NP field team members met today with the 92 persons living in a house in Zone 1. Angélica Macario, a Quiche woman whose father was assassinated in the 1990s, assisted us with translation (many of the women do not speak Spanish). We were able to determine that:

--They must move out of this house within ten days;
--One woman is pregnant and has no plans for where or how she will give birth;
--Because they fled in May, they were not able to plant their crops, hence will have no harvest in December. They face an economic crisis. They are entirely dependent now on donations from organizations in Guatemala for their subsistence, but even with immediate action on the part of the authorities, they will need assistance at a minimum until January 2009. Even with successful resolution, they will not be able to plant until May 2008 at the earliest.
--Children from babies to teenagers are confined to this house 24 hours a day with only minimal schooling and recreation.

The Los Ciminentos case was brought to La Unidad de Proteccion de Defensoras y Defensores de Derechos Humanos, the group we accompany. The refugee's situation falls outside La Unidad mission of representing human rights defenders. Cases have been filed with the prosecutor and the Guatemalan Human Rights Ombudsman. Police attempted to challenge the patrulleras, but were fired upon. The police fled the community and have not returned. The refugees want very much to return home, but even those who remain there, go to the mountains for safety at night.

According to Liam Mahony and Luis Enrique Eguren Unarmed Bodyguards (Kumarian Press, 1997) "The civil patrols, started in 1981 under the presidency of Lucas Garcia, were a fundamental counterinsurgency tool for keeping the population from supporting the guerrillas [the armed revolutionaries]. Patrol service consisted of a twelve-to twenty-four hour shift without pay each week. Poor campesinos were forced to do road construction, spy on neighbors, and accompany army soldiers searching for guerrillas. A force of 25,000 civil patrollers in 1982 grew to 900,000 by 1984 – more than three-quarters of the adult male population of the northwest highlands." (page 58). During this time, Lucas Garcia and his successor Rios Montt, conducted "scorched earth" genocide against the campesino population with the rationale that campesinos (whose land had been seized legally and illegally over the last hundred years) would side with the guerrillas and must be eliminated.

| INFORMATION PROVIDED |
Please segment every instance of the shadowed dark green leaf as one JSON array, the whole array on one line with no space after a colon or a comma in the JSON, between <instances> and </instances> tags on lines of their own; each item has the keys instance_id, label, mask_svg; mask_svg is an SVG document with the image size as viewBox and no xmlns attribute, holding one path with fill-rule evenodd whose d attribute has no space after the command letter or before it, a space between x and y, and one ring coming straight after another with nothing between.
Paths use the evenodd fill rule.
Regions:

| THE TASKS |
1. Summarize the field team report in two sentences.
2. Rewrite the field team report from "NP field team" to "at the earliest.", replacing "translation" with "interpretation".
3. According to the passage quoted in the field team report, how many civil patrollers were there in 1982?

| EXERCISE RESPONSES |
1. A field team met with 92 people living in a house in Zone 1 and learned that they must move out within ten days, that one woman is pregnant with no plan for the birth, that they could not plant their crops after fleeing in May and now depend on donations, and that their children are confined to the house with minimal schooling and recreation. Cases have been filed with the prosecutor and the Guatemalan Human Rights Ombudsman, police who challenged the patrulleras were fired upon and fled, and the refugees want to return home though those still there go to the mountains for safety at night.

2.
NP field team members met today with the 92 persons living in a house in Zone 1. Angélica Macario, a Quiche woman whose father was assassinated in the 1990s, assisted us with interpretation (many of the women do not speak Spanish). We were able to determine that:

--They must move out of this house within ten days;
--One woman is pregnant and has no plans for where or how she will give birth;
--Because they fled in May, they were not able to plant their crops, hence will have no harvest in December. They face an economic crisis. They are entirely dependent now on donations from organizations in Guatemala for their subsistence, but even with immediate action on the part of the authorities, they will need assistance at a minimum until January 2009. Even with successful resolution, they will not be able to plant until May 2008 at the earliest.

3. There were 25,000 civil patrollers in 1982.